Aim: Retype all of the entries word for word.

### Given records

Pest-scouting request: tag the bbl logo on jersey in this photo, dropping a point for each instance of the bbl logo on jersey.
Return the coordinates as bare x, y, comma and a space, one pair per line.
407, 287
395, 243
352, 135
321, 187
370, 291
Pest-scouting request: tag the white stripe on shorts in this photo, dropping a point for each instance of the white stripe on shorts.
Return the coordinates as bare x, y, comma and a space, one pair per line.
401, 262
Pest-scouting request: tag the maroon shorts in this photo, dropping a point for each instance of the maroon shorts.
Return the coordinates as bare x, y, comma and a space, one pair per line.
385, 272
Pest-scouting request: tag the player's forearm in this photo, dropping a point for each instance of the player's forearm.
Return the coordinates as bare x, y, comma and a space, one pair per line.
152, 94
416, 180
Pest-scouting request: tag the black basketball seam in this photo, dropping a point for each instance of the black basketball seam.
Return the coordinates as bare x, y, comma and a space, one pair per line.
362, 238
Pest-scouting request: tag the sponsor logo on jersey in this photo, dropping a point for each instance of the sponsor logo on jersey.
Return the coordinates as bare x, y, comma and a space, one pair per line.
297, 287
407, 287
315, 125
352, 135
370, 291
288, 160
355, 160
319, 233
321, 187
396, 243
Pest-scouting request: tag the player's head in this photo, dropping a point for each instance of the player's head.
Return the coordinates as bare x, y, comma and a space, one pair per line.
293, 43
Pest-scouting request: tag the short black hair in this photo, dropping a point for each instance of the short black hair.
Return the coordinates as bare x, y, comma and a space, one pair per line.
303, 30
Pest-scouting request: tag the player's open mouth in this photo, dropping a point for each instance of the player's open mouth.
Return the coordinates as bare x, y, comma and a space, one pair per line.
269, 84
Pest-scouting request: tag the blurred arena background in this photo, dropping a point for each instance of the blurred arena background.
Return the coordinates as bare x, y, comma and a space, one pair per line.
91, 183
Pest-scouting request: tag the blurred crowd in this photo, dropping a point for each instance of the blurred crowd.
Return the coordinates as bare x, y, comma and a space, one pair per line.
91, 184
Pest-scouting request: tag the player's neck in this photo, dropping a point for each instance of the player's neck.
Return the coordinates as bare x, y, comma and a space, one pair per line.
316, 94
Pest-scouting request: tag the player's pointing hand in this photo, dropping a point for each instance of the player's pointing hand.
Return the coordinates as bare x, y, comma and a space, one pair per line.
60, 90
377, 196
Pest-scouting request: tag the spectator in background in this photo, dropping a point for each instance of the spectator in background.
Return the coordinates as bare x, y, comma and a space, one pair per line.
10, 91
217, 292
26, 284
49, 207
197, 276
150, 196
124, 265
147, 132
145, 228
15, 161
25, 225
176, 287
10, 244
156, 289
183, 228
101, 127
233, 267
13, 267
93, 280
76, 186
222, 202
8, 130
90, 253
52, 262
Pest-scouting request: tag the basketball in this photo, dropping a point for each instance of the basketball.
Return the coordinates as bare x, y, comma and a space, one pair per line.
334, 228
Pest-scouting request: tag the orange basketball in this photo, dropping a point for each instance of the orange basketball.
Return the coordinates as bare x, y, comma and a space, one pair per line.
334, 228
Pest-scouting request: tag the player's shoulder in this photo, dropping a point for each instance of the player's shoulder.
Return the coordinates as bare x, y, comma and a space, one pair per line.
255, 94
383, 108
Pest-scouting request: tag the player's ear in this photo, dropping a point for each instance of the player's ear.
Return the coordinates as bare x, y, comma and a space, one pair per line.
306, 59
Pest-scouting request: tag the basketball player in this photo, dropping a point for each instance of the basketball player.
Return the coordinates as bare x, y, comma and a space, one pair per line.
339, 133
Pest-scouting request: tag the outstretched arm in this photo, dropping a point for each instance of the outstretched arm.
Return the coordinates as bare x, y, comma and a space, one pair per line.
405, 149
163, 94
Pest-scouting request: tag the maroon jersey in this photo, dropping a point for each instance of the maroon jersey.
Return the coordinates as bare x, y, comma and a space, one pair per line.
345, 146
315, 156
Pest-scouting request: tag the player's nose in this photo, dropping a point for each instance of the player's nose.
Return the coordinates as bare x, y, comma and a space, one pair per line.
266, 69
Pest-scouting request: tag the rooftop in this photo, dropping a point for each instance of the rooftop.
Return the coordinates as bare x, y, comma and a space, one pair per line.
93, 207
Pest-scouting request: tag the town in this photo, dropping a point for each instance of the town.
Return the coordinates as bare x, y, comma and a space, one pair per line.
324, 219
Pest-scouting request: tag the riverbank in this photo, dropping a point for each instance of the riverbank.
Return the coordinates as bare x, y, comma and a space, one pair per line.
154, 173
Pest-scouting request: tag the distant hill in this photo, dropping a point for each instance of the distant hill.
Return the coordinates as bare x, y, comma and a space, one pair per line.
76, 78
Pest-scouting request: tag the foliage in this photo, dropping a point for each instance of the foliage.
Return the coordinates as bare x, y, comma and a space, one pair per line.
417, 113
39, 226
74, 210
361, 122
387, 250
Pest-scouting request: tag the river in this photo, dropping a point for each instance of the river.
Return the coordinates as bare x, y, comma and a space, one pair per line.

######

Correct result:
Pest-scouting request: tag the bbl logo on jersey in this photo, dropping a point for each instance of the bbl logo on jersey.
Return the coordinates as bare x, y, comma and a space, one pair per line.
407, 287
395, 243
352, 135
321, 187
370, 291
Pest-scouting request: tag the white stripe on shorts in this photo, dropping a point for each instance of the white stripe on shorts.
Return the coordinates as bare x, y, comma and a space, one pair per line.
401, 262
Pest-scouting request: tag the maroon shorts in this photo, dropping a point for each instance of the maroon shorts.
Return the coordinates as bare x, y, comma and a space, one pair per line.
385, 272
Pest-scouting request: tag the player's forearm in this photo, dropping a point for each instance of the player's forearm.
Return the coordinates as bare x, y, comma and a space, one pair per line.
152, 94
416, 180
Pest-scouting request: tag the black basketball seam in this photo, dropping a point for each instance of the black basketball seam.
Return the coordinates as bare x, y, comma and a space, one pair per line.
362, 238
Pest-scouting request: tag the sponsor logo on jersey in this photo, dropping a point for each instance of the sponsor logo on jersey.
Return the coordinates as bare x, y, comma and a space, one pair per line.
297, 287
407, 287
315, 125
352, 135
370, 291
288, 160
355, 160
319, 233
321, 187
396, 243
Pest-scouting request: tag the player's head in this photo, dropping a point for each instance of the player's head.
Return the coordinates as bare x, y, comma and a space, one pair per line.
293, 43
Pest-scouting request: tag the short black hair in this photo, dropping a point for each instance of the short black hair.
Return the coordinates as bare x, y, comma and a space, one pair per line.
303, 30
Pest-scouting request: tag the player's open mouth in this photo, dropping a point for each instance of the player's open mouth.
Return the coordinates as bare x, y, comma and a space, one pair per line.
269, 84
Pest-scouting request: tag the blurred arena background in this photo, dropping a point for each instance of the blurred arena background.
Return the coordinates as bare x, y, comma and a space, one pair per line.
91, 183
Pest-scouting request: tag the blurred crowd in this photo, dropping a point for each instance of the blurred crowd.
Return the coordinates as bare x, y, comma and a space, one pair per line.
91, 184
Pest-scouting request: tag the player's neck in this photo, dropping a point for each instance of the player's neck.
Return the coordinates as bare x, y, comma and a space, one pair per line.
316, 94
Pest-scouting request: tag the player's pointing hand in this photo, dropping a point for each instance of the player's pointing hand.
Return the coordinates as bare x, y, comma and a space, one pair per line.
60, 90
377, 196
Pest-scouting request: tag the spectator in background in this photo, dropping a point for each instance of the spectator in background.
Return the coordinates as bare x, y, comma and a space, one pair per line.
10, 91
217, 292
26, 284
49, 207
197, 276
150, 196
124, 265
147, 132
145, 228
15, 161
25, 225
176, 287
10, 244
156, 289
183, 228
101, 127
233, 267
13, 267
93, 280
76, 186
222, 202
8, 130
90, 253
52, 262
Pest-scouting request: tag the basketball in this photo, dropping a point for each instance of the basketball.
Return the coordinates as bare x, y, comma and a space, one pair per line.
334, 228
Pest-scouting request: tag the orange basketball in this photo, dropping a point for each instance of the orange basketball.
Return the coordinates as bare x, y, comma and a space, one pair per line.
334, 228
Pest-scouting request: tag the player's shoulder in this photo, dropping a point for each instance of the player's shoulder.
Return the coordinates as bare x, y, comma and a space, one pair per line.
255, 94
383, 108
Pest-scouting request: tag the player's ear in this photo, dropping a point for each instance of the player's ear.
Return the coordinates as bare x, y, comma and a space, one pair per line.
306, 59
Pest-scouting request: tag the basketball player in this photo, dropping a point for each instance of the basketball player.
Return the coordinates as bare x, y, comma and a space, one pair per line.
339, 133
Pest-scouting request: tag the outstretched arm in this photo, dropping a point for each instance of the outstretched arm.
Return the coordinates as bare x, y, comma and a space, one pair per line.
405, 149
163, 94
Pest-scouting request: tag the maroon jersey in this photo, dropping a point for each instance of the maroon jersey.
Return the coordinates as bare x, y, comma and a space, one pair per line.
345, 146
315, 156
Pest-scouting request: tag the player's nose in this photo, dropping a point for each instance of the player's nose.
Return the coordinates as bare x, y, comma and a space, one pair per line.
266, 69
Pest-scouting request: tag the rooftop in this photo, dropping a point for each instance of the rooftop.
Return the coordinates as bare x, y, comma and a space, one pair per line.
93, 207
Pest-scouting request: tag the town in this photo, dropping a point for each instance of the town.
Return the coordinates as bare x, y, comma and a space, one pair per line.
324, 219
Pest-scouting request: tag the riverbank in this photo, dropping a point for each instance of the riverbank.
Return the coordinates as bare x, y, comma and a space, one pair per line.
154, 173
Pest-scouting request: tag the distant hill in this photo, dropping a point for each instance of the distant hill.
Return the coordinates as bare x, y, comma and a space, one pair per line.
76, 78
Pest-scouting request: tag the foliage in this photo, dropping a point for each instance of the foliage.
Return the coordinates as bare x, y, comma and a space, one pair per line.
417, 113
39, 226
74, 210
361, 122
387, 250
Pest-scouting request: tag the river in this photo, dropping a point for each instance of the river.
Return the coordinates as bare x, y, comma and a space, one pair per line.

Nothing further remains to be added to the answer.